**Exercise objective:** Copy every record below exactly as written, but leave out the pictures.

**The input:**
········
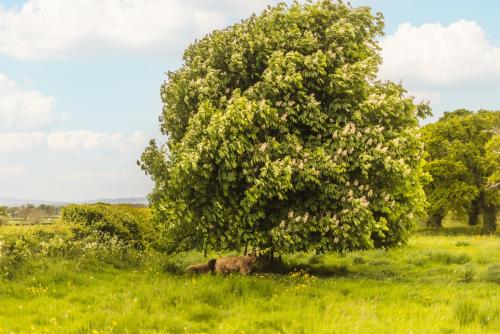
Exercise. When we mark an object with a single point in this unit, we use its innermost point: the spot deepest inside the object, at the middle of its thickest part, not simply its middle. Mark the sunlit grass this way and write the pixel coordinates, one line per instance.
(435, 284)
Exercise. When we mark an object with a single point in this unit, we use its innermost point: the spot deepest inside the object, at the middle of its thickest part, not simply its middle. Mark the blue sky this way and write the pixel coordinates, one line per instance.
(79, 80)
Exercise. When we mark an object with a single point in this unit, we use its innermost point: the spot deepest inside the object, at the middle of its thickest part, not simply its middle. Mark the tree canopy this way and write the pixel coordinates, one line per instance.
(279, 136)
(463, 161)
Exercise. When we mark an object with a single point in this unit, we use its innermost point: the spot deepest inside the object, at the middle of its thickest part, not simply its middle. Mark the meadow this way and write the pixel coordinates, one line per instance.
(435, 284)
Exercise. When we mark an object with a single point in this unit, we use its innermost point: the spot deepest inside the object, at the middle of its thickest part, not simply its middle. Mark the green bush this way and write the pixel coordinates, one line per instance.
(106, 219)
(493, 273)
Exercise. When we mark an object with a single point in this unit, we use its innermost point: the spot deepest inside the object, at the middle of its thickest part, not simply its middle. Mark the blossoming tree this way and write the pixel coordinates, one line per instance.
(279, 136)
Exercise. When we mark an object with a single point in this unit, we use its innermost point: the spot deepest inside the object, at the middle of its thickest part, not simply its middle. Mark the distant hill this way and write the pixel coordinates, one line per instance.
(133, 200)
(6, 201)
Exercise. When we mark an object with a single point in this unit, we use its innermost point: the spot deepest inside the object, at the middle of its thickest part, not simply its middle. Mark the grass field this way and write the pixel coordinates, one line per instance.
(436, 284)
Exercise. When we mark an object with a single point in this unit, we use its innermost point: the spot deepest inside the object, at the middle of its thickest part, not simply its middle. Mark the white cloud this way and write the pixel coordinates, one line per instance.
(13, 170)
(437, 54)
(65, 28)
(20, 141)
(22, 109)
(74, 141)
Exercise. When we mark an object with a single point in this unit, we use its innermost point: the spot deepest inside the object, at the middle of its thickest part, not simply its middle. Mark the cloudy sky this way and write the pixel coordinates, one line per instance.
(79, 79)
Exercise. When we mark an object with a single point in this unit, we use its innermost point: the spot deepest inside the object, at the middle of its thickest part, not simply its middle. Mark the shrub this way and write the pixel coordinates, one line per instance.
(104, 219)
(493, 273)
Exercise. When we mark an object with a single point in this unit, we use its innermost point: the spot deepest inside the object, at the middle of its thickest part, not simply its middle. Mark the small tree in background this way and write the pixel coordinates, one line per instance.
(279, 136)
(462, 153)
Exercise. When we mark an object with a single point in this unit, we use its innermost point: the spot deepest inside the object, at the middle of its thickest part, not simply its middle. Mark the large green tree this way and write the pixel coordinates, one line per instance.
(462, 153)
(280, 137)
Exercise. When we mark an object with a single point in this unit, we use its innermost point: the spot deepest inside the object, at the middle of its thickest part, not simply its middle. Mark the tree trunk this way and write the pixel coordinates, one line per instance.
(489, 219)
(436, 220)
(474, 213)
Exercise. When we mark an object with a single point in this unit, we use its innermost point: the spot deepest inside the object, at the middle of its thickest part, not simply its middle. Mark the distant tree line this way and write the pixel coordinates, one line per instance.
(462, 155)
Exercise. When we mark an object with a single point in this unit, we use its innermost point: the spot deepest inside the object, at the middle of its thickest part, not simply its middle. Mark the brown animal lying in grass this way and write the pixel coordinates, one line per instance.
(238, 264)
(202, 268)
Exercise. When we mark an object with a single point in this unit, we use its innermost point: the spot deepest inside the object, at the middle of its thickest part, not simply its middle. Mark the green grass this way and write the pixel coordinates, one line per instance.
(435, 284)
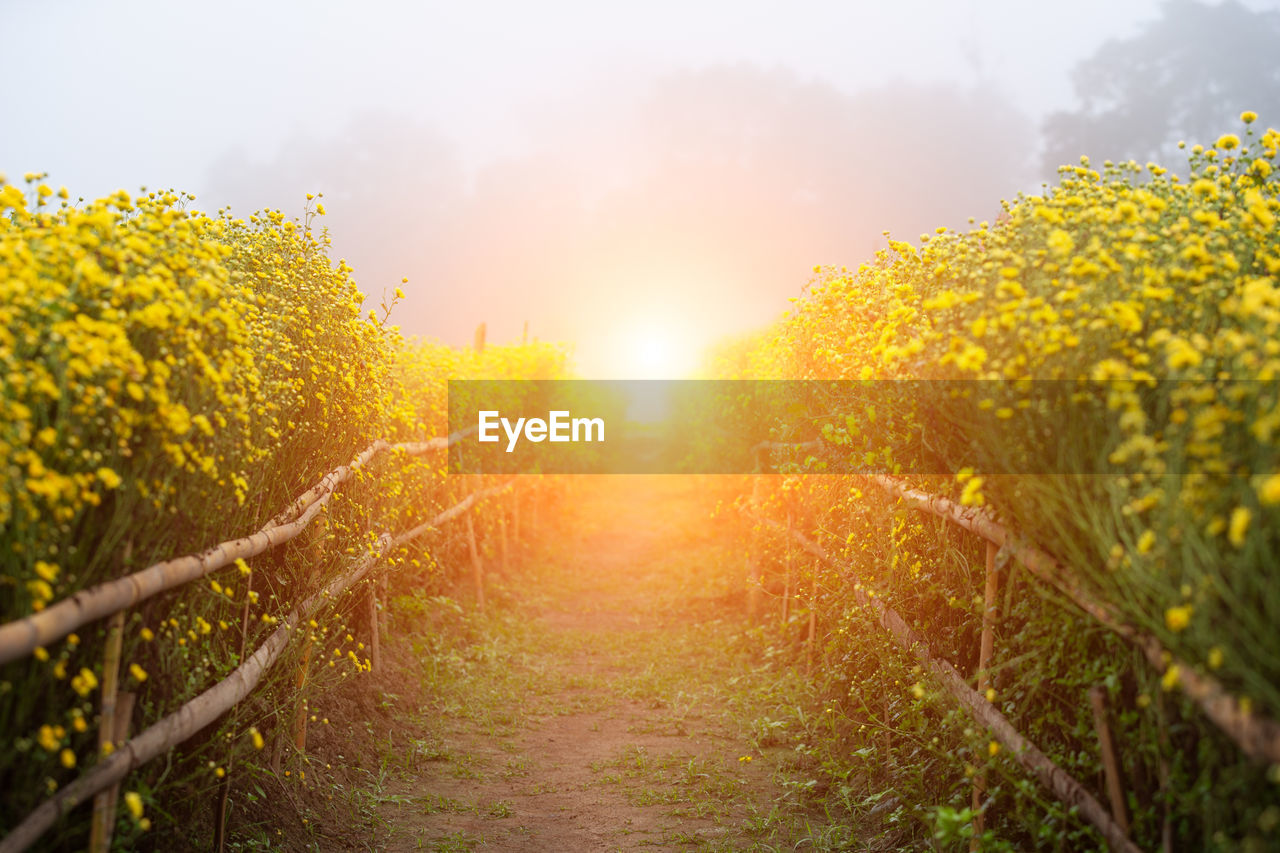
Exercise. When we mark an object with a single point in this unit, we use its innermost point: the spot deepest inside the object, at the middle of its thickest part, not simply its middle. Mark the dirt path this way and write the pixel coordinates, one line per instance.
(594, 716)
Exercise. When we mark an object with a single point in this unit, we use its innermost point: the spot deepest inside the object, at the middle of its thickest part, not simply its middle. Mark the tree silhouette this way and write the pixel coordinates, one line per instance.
(1187, 76)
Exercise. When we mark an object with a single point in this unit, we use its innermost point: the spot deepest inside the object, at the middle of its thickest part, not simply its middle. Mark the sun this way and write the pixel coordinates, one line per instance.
(650, 351)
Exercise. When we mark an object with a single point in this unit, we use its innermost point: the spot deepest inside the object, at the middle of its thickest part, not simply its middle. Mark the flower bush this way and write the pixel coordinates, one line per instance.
(170, 379)
(1156, 297)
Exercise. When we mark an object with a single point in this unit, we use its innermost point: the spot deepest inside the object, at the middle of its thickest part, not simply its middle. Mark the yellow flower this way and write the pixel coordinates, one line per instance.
(133, 803)
(1239, 527)
(85, 683)
(1176, 619)
(48, 739)
(109, 478)
(972, 493)
(1146, 542)
(1270, 489)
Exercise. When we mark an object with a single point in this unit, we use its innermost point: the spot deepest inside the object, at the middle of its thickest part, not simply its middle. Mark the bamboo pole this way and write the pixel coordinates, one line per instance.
(1024, 752)
(515, 518)
(214, 702)
(476, 565)
(1110, 761)
(502, 541)
(100, 828)
(786, 582)
(988, 624)
(813, 629)
(300, 717)
(375, 656)
(1257, 735)
(21, 637)
(124, 701)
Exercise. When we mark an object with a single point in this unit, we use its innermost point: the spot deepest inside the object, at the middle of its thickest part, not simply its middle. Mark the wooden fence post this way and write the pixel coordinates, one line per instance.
(375, 658)
(813, 624)
(990, 610)
(300, 720)
(786, 582)
(502, 539)
(476, 565)
(752, 582)
(103, 822)
(1110, 762)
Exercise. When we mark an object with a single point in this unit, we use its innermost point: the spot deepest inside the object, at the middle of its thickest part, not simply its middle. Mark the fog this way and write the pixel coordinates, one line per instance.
(622, 182)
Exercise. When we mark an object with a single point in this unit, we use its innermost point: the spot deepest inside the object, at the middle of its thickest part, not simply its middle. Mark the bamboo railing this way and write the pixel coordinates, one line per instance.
(1023, 751)
(22, 637)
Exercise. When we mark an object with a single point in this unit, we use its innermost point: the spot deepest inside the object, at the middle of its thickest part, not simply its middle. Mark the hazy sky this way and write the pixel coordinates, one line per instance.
(638, 178)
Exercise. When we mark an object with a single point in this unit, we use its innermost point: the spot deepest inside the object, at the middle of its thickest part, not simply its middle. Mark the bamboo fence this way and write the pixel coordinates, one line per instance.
········
**Written solution:**
Exercise. When we mark an object with a single point in this unit, we use its innermost point: the spot deepest inside the object, at the middle of its thickest part, not simply its middle. Mark the sunlit grass this way and write the pixel coordinates, one line per instance.
(435, 284)
Exercise. When we mark an object with a single point in this unit, we use its innermost point: the spot deepest inside the object, at the middle of its thickest part, not simply its middle. Mark the blue sky this way and write the pixel coordinates, one line per instance.
(79, 80)
Exercise. When we mark an object with a single point in this unit, we use its innermost point: the spot deepest inside the object, at the middle of its thickest part, not simply its middle. Mark the tree canopy this way and write the pixel coordinates, one line per instance.
(279, 136)
(463, 161)
Exercise. When we mark an object with a single point in this unit, we use its innermost point: the spot deepest inside the object, at the middle of its thickest part, not simply its middle. Mark the meadow this way and write the pixel coordinates, one line per instance.
(435, 284)
Exercise. When we mark an object with a single point in this unit, we use its innermost point: the spot deepest inside the object, at the middle of its thickest part, not simply its middle. Mark the green bush this way and write the pixel coordinates, one line per instance.
(106, 219)
(493, 273)
Exercise. When we mark an object with a single point in this unit, we use its innermost point: the spot deepest inside the object, at the middle of its thickest part, not simply its middle. Mark the blossoming tree this way and write the pixel coordinates, one line per instance.
(279, 136)
Exercise. When we mark an object with a single point in this unit, we use its innermost point: the spot deepest inside the object, at the middle of its thickest part, not simply its middle. Mark the distant hill this way and write the pixel coordinates, one line per instance.
(133, 200)
(6, 201)
Exercise. When we mark an object with a single point in this unit, we use its innermost point: the spot deepest inside the object, at the middle of its thickest part, not simply its middle. Mark the grass field this way and write the pixel coordinates, one line per instance.
(436, 284)
Exercise. When we mark an object with a single point in this unit, we use its innermost point: the spot deepest inside the object, at the middle of its thickest part, not simply its middle. Mark the white cloud this way and write the pixel coordinates, one line per instance.
(13, 170)
(437, 54)
(65, 28)
(20, 141)
(22, 109)
(74, 141)
Exercise. When we mark an object with a single point in this unit, we use its innermost point: the spot deepest inside the object, at the middle of its thickest part, not simply its middle. Mark the cloudy sky this way and write the pixel coordinates, one line per instance.
(79, 79)
Exercise. When we mark an object with a single point in this unit, we use its innermost point: the spot deepest inside the object, at the middle of its thickest part, not simply its middle. Mark the shrub this way and write the pixel coordinates, one line per instance.
(104, 219)
(493, 273)
Exercise. When we mark an object with a single point in this unit, we use its innermost point: the spot deepest inside the object, at the middle of its thickest part, not simply its middle. Mark the small tree in background this way and write the pixel coordinates, one line per instance.
(279, 136)
(462, 153)
Exercise. When we mark an object with a single point in this unit, we use its innermost point: the spot deepest inside the object, at the middle of its thickest part, not simply its middle. Mark the large green tree this way and write the pixel coordinates, one line per instance.
(462, 153)
(280, 137)
Exercise. When we mark an object with a single point in this unit, we use its innermost point: the spot deepest inside the object, at the middle of its thickest part, not simply its middle. Mark the tree trunk this way and write the pixel coordinates, one line per instance.
(489, 219)
(436, 220)
(474, 213)
Exercise. When we mark an object with a single point in this unit, we use its innermost point: the spot deepest inside the object, at the middle of its thickest part, not simply its middle. Mark the distant tree line this way and write the pixel coordinates, one line per instance.
(462, 155)
Exercise. When we mark an object with a single point in this unit, we use its innermost point: the spot deepest inside the object, at the middle of its thickest part, not simply its middle. Mark the brown animal lying in grass this way and write the pixel coordinates, one line per instance.
(238, 264)
(202, 268)
Exercise. When we mark an object with a single point in this unit, we use its innermost point: the spot deepest inside the object, at the middle of its thickest part, not simply its middle. Mark the green grass this way and write the pixel coordinates, one line per instance.
(435, 284)
Exercise. When we mark an object with a single point in this unit, we use its innermost point: the spot deepest inside the object, at the middle of its thickest part, not simply its middle. Mark the dirt path this way and write the pixel coordinates, one line per instance.
(594, 716)
Exercise. When we mark an object with a single point in this unit, we use its innermost point: the spot deepest inside the object, at the middle of its thickest part, not simply its middle. Mark the tree silhouette this way and write the pixel coordinates, one line per instance.
(1187, 76)
Exercise. When we mark an object with a single point in this unit, we use its innermost point: the spot deepest inside the object, at the middle of its thickest part, not simply its middle. Mark the sun this way and write the pixel coordinates, one line per instance.
(650, 351)
Exercise. When we mark an object with a single point in this unit, we use its innermost point: the spot deepest inside the object, at the middle of its thickest part, not simply its middle. Mark the flower bush this way and write the pixel coordinates, one line per instance.
(170, 379)
(1156, 297)
Exercise. When we mark an object with a single point in this unit, we use its innermost point: the spot deepest inside the object, at the middle of its thickest part, not simply its middle. Mark the yellow flower this way and write the pixel coordinates, one line per instance.
(133, 803)
(1239, 527)
(85, 683)
(1176, 619)
(48, 739)
(109, 478)
(972, 493)
(1146, 542)
(1270, 489)
Exercise. When we mark an object with a single point in this unit, we use its innermost point: the spot deepest inside the object, at the middle of its thickest part, not simply its middle. Mark the bamboo pole this way and write the pixel coordinates, one line per instance.
(1024, 752)
(515, 518)
(214, 702)
(476, 565)
(1110, 761)
(502, 541)
(100, 828)
(786, 582)
(988, 624)
(813, 629)
(300, 717)
(375, 656)
(1257, 735)
(21, 637)
(124, 701)
Exercise. When we mark an object with a single point in this unit, we use its innermost point: the spot deepest inside the object, at the middle of its thickest part, not simply its middle. Mark the wooden fence post this way and write the pixel coordinates, one line per instance.
(375, 658)
(813, 624)
(990, 610)
(300, 720)
(786, 582)
(502, 539)
(476, 565)
(752, 582)
(103, 822)
(1110, 762)
Exercise. When we mark an object with a single point in this unit, we use its innermost point: the spot deepest inside the object, at the middle of its thickest part, not simply its middle. Mark the fog this way and write the pixel coordinates, one line per instance.
(622, 182)
Exercise. When we mark an object with a single point in this unit, we use its innermost point: the spot deepest inside the object, at the middle of its thickest part, not simply its middle. Mark the bamboo railing this way and write the pixel coordinates, one line per instance.
(1023, 751)
(22, 637)
Exercise. When we mark an object with a single point in this unit, we use its innermost point: the spot deepest inside the object, at the middle of its thickest part, not simply its middle. Mark the hazy sky this way and write the pixel coordinates, one line per instance.
(638, 178)
Exercise. When we mark an object with a single point in this unit, we use its innermost point: the spot deepest inside the object, at the middle of its thickest part, not simply its middle. Mark the bamboo fence this way and write the pixel coordinates, one line per instance.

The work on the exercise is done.